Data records
_ _ _ _ _ _ _
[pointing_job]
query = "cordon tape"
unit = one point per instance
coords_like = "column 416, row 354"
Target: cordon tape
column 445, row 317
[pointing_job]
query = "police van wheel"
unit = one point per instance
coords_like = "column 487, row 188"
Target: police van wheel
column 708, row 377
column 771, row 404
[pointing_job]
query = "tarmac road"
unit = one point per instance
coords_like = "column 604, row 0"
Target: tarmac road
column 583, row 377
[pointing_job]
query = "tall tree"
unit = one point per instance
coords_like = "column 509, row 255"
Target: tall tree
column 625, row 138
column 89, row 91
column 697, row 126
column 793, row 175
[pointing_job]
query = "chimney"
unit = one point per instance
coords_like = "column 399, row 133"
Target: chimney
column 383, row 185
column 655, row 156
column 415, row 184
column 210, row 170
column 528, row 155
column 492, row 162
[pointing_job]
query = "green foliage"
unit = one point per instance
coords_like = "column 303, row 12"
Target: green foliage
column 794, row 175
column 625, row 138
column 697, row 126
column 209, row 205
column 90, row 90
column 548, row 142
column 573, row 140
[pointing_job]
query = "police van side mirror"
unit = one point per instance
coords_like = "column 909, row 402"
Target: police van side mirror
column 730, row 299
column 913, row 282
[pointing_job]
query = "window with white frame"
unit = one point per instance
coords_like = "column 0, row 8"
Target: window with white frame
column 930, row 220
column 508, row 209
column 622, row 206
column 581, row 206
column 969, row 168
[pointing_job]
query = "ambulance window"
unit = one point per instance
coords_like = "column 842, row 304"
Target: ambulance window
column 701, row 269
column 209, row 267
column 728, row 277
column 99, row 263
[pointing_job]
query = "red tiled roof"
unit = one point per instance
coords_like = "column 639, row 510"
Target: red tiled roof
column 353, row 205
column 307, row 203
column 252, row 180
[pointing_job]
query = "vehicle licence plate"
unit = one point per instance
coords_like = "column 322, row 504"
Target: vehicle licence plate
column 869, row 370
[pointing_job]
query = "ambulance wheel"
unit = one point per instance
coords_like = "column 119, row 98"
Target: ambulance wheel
_ _ _ _ _ _ _
With no additions or omissions, transcribe every record.

ANSWER SPACE:
[pointing_job]
query = "cordon tape"
unit = one point per instance
coords_like = "column 416, row 354"
Target: cordon tape
column 445, row 317
[pointing_job]
query = "police van wheel"
unit = one point per instance
coords_like = "column 487, row 188"
Target: police van wheel
column 708, row 377
column 771, row 404
[pointing_job]
query = "tarmac road"
unit = one point per instance
coords_like = "column 604, row 0"
Target: tarmac road
column 583, row 377
[pointing_job]
query = "tall tree"
unit = one point per instance
coords_like = "column 509, row 255"
Target: tall tree
column 625, row 138
column 89, row 91
column 697, row 126
column 793, row 175
[pointing_job]
query = "chimney"
unit = one point per instance
coords_like = "column 399, row 133"
Target: chimney
column 383, row 185
column 655, row 156
column 415, row 184
column 210, row 170
column 528, row 155
column 492, row 162
[pointing_job]
query = "green foliage"
unit = one point per instance
coords_like = "column 303, row 12"
Target: green foliage
column 794, row 175
column 625, row 138
column 697, row 126
column 209, row 205
column 90, row 90
column 548, row 142
column 573, row 140
[pointing_job]
query = "police van side mirror"
unit = one point per instance
coords_like = "column 909, row 402"
Target: police van side mirror
column 730, row 299
column 913, row 282
[pointing_job]
query = "window with white frame"
unit = one point per instance
coords_like = "column 0, row 8"
Target: window with white frame
column 930, row 220
column 508, row 209
column 622, row 206
column 581, row 206
column 969, row 168
[pointing_job]
query = "ambulance window"
unit = one point per instance
coords_like = "column 842, row 304"
Target: ambulance window
column 701, row 269
column 209, row 267
column 728, row 277
column 99, row 263
[pointing_job]
query = "red tiled roof"
unit = one point per instance
coords_like = "column 639, row 510"
Target: red tiled roof
column 353, row 205
column 307, row 203
column 252, row 180
[pointing_job]
query = "vehicle licence plate"
unit = one point per instance
coords_like = "column 322, row 504"
Target: vehicle licence plate
column 869, row 370
[pointing_job]
query = "ambulance wheel"
unit = one point per instance
coords_like = "column 119, row 98"
Target: ambulance wheel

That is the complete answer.